====== MATERIAL TO PROCESS ======

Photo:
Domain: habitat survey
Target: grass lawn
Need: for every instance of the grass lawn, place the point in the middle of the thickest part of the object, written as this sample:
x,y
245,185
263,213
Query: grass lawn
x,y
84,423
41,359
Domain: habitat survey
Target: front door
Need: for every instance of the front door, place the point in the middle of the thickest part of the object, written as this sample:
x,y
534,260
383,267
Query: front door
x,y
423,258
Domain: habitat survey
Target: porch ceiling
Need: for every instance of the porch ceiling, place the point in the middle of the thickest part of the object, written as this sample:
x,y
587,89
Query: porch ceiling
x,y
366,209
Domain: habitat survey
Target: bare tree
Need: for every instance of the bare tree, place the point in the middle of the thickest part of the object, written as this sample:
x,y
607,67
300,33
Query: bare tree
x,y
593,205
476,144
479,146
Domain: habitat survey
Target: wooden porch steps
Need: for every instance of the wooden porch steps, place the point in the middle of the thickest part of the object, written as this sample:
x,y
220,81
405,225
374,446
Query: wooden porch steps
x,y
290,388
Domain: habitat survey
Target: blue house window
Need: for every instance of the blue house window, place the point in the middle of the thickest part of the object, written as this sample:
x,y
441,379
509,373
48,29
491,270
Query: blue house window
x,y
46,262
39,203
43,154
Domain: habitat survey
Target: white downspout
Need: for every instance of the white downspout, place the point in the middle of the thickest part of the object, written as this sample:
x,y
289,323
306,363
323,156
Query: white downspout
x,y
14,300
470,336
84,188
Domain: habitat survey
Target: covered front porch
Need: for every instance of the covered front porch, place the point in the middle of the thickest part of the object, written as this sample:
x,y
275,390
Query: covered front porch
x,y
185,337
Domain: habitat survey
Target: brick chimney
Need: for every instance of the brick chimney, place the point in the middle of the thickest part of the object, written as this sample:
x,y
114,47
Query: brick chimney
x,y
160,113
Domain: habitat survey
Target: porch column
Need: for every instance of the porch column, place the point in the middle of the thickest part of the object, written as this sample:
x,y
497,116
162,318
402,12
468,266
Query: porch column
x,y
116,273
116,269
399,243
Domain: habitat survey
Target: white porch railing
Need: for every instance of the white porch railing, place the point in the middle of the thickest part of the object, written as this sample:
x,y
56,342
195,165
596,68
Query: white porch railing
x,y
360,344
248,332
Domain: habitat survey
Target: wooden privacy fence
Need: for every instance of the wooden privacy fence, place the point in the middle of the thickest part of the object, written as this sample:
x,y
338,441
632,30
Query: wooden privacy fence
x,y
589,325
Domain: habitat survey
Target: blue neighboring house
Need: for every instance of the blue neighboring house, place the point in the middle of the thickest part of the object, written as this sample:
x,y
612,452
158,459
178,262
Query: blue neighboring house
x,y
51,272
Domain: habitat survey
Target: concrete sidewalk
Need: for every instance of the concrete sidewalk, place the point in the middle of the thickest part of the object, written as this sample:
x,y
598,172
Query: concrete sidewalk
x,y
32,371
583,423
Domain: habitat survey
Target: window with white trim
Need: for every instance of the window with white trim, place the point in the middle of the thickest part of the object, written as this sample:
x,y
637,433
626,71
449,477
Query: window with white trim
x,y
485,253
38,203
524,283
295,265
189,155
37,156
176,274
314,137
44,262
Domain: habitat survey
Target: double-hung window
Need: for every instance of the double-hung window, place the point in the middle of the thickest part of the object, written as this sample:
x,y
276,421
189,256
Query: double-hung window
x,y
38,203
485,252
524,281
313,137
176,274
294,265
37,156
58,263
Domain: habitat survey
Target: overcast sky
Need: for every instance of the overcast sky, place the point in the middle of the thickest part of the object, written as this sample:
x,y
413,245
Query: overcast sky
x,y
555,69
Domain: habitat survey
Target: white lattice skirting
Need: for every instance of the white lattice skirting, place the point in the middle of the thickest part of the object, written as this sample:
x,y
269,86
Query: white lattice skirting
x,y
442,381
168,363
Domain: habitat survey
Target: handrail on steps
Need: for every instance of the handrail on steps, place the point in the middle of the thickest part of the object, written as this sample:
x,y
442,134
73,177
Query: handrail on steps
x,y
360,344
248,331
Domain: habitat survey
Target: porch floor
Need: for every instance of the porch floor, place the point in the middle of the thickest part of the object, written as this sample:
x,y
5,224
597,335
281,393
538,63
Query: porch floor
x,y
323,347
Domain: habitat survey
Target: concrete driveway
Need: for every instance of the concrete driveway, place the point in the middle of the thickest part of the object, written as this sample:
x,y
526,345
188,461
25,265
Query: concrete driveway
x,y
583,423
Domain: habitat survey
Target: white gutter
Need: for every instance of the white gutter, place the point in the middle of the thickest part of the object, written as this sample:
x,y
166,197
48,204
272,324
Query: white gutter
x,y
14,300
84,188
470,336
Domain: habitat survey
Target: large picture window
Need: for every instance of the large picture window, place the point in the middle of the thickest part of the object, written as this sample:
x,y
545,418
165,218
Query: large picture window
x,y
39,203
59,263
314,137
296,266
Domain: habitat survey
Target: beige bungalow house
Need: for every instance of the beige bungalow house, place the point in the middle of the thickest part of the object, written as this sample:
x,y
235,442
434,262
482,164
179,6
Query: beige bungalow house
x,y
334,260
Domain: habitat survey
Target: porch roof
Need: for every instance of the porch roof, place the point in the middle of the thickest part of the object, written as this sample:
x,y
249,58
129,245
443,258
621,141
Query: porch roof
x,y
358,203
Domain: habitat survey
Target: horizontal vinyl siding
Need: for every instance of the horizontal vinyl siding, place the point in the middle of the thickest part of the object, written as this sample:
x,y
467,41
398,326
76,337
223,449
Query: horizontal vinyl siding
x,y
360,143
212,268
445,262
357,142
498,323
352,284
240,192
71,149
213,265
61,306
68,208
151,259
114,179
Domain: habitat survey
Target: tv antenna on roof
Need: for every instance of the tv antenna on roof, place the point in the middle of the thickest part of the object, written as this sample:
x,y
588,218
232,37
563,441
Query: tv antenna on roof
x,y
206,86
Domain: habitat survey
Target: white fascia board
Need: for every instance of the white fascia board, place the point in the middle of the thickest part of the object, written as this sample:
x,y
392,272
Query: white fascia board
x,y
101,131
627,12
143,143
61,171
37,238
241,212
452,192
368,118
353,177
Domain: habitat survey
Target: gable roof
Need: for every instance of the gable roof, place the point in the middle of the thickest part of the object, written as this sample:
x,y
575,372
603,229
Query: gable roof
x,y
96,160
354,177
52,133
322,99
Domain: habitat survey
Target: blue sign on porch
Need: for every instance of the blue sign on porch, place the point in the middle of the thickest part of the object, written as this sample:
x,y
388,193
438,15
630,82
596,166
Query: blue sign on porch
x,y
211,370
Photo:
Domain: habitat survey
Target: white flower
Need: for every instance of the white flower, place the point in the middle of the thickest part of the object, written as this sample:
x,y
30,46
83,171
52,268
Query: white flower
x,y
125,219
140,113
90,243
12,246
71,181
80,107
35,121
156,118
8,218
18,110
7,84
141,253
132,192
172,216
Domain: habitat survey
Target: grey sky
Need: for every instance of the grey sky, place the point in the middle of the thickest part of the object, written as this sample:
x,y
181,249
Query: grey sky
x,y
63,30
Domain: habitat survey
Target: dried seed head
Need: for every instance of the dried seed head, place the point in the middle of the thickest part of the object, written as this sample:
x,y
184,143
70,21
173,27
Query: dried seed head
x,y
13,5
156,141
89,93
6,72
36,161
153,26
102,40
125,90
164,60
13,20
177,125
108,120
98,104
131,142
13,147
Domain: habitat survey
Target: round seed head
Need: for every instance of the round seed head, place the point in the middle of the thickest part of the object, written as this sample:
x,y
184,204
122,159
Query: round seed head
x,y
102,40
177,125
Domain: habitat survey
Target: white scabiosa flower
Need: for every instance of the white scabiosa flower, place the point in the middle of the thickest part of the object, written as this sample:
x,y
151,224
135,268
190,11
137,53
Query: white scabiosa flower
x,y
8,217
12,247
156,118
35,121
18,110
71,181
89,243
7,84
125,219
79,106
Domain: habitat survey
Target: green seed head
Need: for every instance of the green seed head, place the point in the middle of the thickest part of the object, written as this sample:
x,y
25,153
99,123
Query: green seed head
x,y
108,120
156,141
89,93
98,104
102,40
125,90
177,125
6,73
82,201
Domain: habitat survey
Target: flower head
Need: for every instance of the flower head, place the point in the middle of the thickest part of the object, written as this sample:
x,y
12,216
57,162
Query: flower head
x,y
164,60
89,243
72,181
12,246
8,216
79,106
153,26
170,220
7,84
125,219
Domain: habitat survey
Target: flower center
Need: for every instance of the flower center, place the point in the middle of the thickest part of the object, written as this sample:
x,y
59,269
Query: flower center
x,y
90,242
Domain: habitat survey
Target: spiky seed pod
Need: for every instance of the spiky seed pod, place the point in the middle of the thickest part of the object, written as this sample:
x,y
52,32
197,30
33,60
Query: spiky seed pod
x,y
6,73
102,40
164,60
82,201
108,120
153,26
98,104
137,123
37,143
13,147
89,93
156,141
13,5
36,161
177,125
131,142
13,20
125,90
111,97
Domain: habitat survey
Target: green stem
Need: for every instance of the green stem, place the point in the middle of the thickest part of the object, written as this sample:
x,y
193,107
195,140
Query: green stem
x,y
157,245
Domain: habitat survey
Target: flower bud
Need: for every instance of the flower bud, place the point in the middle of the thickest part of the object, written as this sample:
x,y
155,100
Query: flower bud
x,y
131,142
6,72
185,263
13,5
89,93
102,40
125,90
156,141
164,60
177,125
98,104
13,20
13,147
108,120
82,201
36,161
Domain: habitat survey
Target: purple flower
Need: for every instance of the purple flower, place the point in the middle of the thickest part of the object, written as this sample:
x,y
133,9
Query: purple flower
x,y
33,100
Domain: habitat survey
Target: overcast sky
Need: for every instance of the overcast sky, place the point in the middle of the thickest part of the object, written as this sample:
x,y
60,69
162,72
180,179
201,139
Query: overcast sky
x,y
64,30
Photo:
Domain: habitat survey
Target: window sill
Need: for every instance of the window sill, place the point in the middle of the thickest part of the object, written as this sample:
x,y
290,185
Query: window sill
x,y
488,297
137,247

======
====== MATERIAL TO PROCESS ======

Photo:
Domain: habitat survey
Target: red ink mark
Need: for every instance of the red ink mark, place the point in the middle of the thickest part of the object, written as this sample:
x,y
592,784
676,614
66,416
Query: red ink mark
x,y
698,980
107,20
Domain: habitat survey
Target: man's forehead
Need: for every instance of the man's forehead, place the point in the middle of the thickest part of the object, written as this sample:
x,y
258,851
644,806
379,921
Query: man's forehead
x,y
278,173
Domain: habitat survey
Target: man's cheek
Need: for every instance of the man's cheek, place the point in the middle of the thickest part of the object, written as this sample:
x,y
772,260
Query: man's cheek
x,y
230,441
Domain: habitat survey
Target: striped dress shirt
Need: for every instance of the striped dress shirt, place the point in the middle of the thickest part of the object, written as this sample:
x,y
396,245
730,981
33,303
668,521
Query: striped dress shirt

======

• _WORK INSTRUCTION_:
Each line above with the word "striped" needs to be copied.

• _RESULT OF THIS TASK_:
Target: striped dress shirt
Need: for every instance of the striped dress shirt, place the point in the middle of the thickest part of the object, written as this sample:
Query: striped dress shirt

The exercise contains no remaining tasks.